• [Aim of the exercise]:
In the post below about reading the Java version in a batch file, what error message does the example script print?

From this question:
for /f "tokens=3" %%g in ('java -version 2^>^&1 ^| findstr /i "version"') do (
@echo Output: %%g
set JAVAVER=%%g
)
How can I put this into a subroutine and call it, passing a path to the java executable? Here's an example of my problem:
@echo off
setlocal enabledelayedexpansion
call :GET_JAVA_VER "java"
goto END
:GET_JAVA_VER
for /f "tokens=3" %%g in ('%1 -version 2^>^&1 ^| findstr /i "version"') do @echo %%g
%1 -version 2>&1 | findstr /i "version"
goto :EOF
:END
endlocal
This outputs:
The filename, directory name, or volume label syntax is incorrect.
java version "10.0.1" 2018-04-17
It seems to me that the for loop is evaluating the parameter (%1
) differently.
What's the difference?
EDIT
Possible duplicate of Java Version in a batch file
According to this answer, if that is indeed the problem, I would have to somehow transform the passed in path by adding quotes around each directory containing spaces. That sounds like a pain and I'm hoping there's another explanation; I still don't get why in this case just passing in "java" doesn't work.

• [Supplied information]:
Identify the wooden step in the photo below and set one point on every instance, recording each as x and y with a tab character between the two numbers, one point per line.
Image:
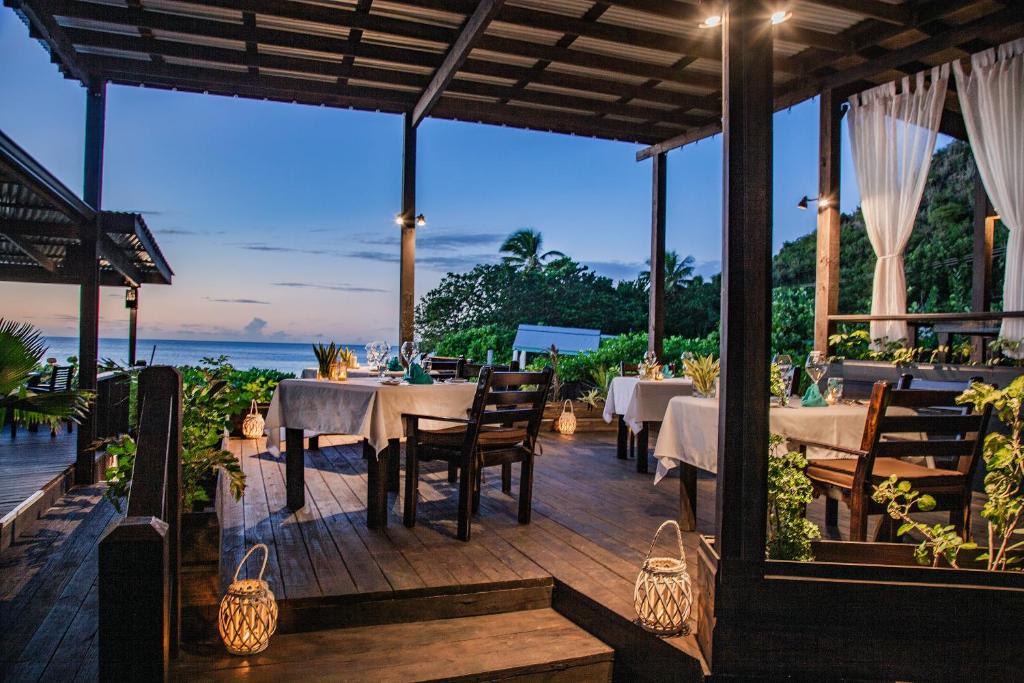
534	645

• [Solution for this problem]:
The filename, directory name, or volume label syntax is incorrect.